▶ [Task directions]:
Could you switch "instance" to "object" throughout the records below, keeping everything else unchanged and leaving the pictures out of your answer?

▶ [Input material]:
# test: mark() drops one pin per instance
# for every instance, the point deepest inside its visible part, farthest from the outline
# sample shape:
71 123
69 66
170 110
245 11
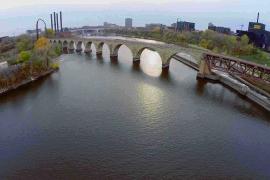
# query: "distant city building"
219 29
128 23
110 25
153 26
3 65
257 34
173 25
4 39
185 26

▶ [Correct result]:
# test: mark() drops one pin per object
# for every object, the point deepest inside its visible part, farthest from the outline
# sample shape:
71 123
69 66
170 110
245 11
# query: "distant city building"
219 29
128 23
110 25
153 26
3 65
257 34
173 25
4 39
185 26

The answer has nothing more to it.